**Directions**
Swap every "instance" in the records below for "occurrence", keeping everything else unchanged.

**Information provided**
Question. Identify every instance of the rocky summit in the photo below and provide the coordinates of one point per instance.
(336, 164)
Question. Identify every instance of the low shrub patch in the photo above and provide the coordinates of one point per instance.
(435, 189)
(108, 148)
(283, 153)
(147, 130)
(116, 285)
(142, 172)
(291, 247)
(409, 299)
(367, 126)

**In response**
Question. Identify every occurrence of the rocky summit in the photo below and provide the coordinates of one point per occurrence.
(336, 164)
Question. Identify every occurrence of the low shrub patch in the photo above and provide the coordinates of one point per occurrence.
(435, 189)
(108, 148)
(283, 153)
(147, 130)
(116, 285)
(142, 172)
(291, 247)
(409, 299)
(367, 126)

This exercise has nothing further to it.